(SUPPLIED PASSAGE Opens)

Time-lapse analysis of the combined biosensors measures cell cycle phase durations. (A) NIH3T3 cell example of the G1 (top, red) and S (bottom, green) phase biosensors in all 4 phases: (G1) nuclear G1 and S phase biosensors, (S) cytoplasmic G1 phase biosensor and punctate S phase biosensor, (G2) cytoplasmic G1 phase biosensor and non-punctate nuclear S phase biosensor, and (M) colocalized G1 and S biosensors filling the entire rounded cell. Durations of the phases (bar graph) were scored for cells expressing both biosensors and had at least one frame in the preceding phase and one frame in the subsequent phase. Error bars are s.e.m. *p < 0.05, **p < 0.01, ***p < 0.001. (B) Histograms of the number of minutes spent by each cell type in G1 phase. (C) Histograms of the number of minutes spent by each cell type in S phase. Dashed lines are the mean durations of completed G1 (B) or S (C) phases for the three cell types.

We measured the durations of the four phases of the cell cycle in unsynchronized HeLa, NIH3T3 and NCI-H292 cells (Fig. 2A, Table 1, bottom). In the three cell types, G1 and S phase durations were the longest, while G2 and M phases accounted for only about 15% of the total cycle time. Average durations of G1 and M phases were not significantly different among the three cell lines. The average S phase timing between the NIH3T3 and NCI-H292 cell types differed by only 3% of the total time, while G2 phase durations had a more pronounced variance from 17% (NIH3T3:NCI-H292) to 58% (NCI-H292:HeLa). This S and G2 phase variance, however, was not the only difference that we detected with the biosensors.

Table 1. n values for the live cell experiments shown in figures 2 and 3.

Cell type Total number of cells analyzed Number of cells that completed G1 Number of cells that completed S Number of cells that completed G2 Number of cells that completed M
NIH3T3 95 15 15 27 30
NCI-H292 65 15 13 22 21
HeLa 58 31 11 18 18
PC12 (with serum) 0-37 hours 128 29 15 35 42
PC12 (with serum) 24-61 hours 178 49 38 50 62
PC12 (without serum) 0-37 hours 111 1 0 22 22
PC12 (without serum) 24-61 hours 56 1 4 6 9

Though the average duration of a completed G1 phase does not differ significantly among the three cell types, when comparing the time spent in G1 phase for single NIH3T3, NCI-H292 and HeLa cells, we found a marked bimodal behavior that was unique to NIH3T3 fibroblast cells. Figure 2B shows histograms of the time individual cells of the three cell types spent in G1 phase. HeLa and NCI-H292 cells each have a single cycling population. Though the NCI-H292 cells have a greater variance in the time cells spent in G1 phase than the HeLa cells, the majority of cells of these two cell types did not have an excessively prolonged or arrested G1 phase. The NIH3T3 cells, however, have two peaks that mark two distinct subpopulations. The first peak is between 400 and 500 minutes and the second peak are cells that spent more than 1,000 minutes in G1 phase. This second peak in the histogram reflects a subpopulation of NIH3T3 cells that arrested in G1 phase. Widespread arrest in the NIH3T3 cells is limited to G1 phase, which may actually be a quiescent (G0) population.16 All three cell lines complete S, G2 and M phases with a low incidence of arrest (Figs. 2C and S4). Thus, the biosensor system can be used in live, cycling cells to measure individual and average durations of cell cycle phases, to explore stochastic variability, and to identify subpopulations with different cycling kinetics.

(SUPPLIED PASSAGE Closes)

- **REQUIRED ACTION A**
In the cell cycle passage, rewrite the paragraph beginning "We measured the durations" as a short bulleted list that keeps its main facts.
- **REQUIRED ACTION B**
List every cell type named in the rows of Table 1 in the cell cycle passage, counting each type once.

(INPUT DATA Opens)

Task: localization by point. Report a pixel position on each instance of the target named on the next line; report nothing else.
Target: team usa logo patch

(INPUT DATA Closes)
(INPUT DATA Opens)

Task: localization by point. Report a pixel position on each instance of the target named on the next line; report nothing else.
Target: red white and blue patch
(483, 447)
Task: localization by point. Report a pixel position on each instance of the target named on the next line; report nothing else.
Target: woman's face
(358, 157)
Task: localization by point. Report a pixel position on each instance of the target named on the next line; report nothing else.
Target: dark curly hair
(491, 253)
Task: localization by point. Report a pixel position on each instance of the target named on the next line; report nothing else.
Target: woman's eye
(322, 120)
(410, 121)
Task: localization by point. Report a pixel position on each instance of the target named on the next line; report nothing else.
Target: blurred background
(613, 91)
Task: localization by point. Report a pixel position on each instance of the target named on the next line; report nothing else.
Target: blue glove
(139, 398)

(INPUT DATA Closes)

- **TASK RESULT A**
- The four cell cycle phase durations were measured in unsynchronized HeLa, NIH3T3 and NCI-H292 cells.
- In all three cell types, G1 and S phases were the longest. G2 and M together made up only about 15% of the total cycle time.
- Average G1 and M durations did not differ significantly among the three cell lines.
- Average S phase timing for NIH3T3 and NCI-H292 differed by only 3% of the total time.
- G2 durations varied more, from 17% (NIH3T3:NCI-H292) to 58% (NCI-H292:HeLa).
- The S and G2 variance was not the only difference the biosensors detected.

- **TASK RESULT B**
- NIH3T3
- NCI-H292
- HeLa
- PC12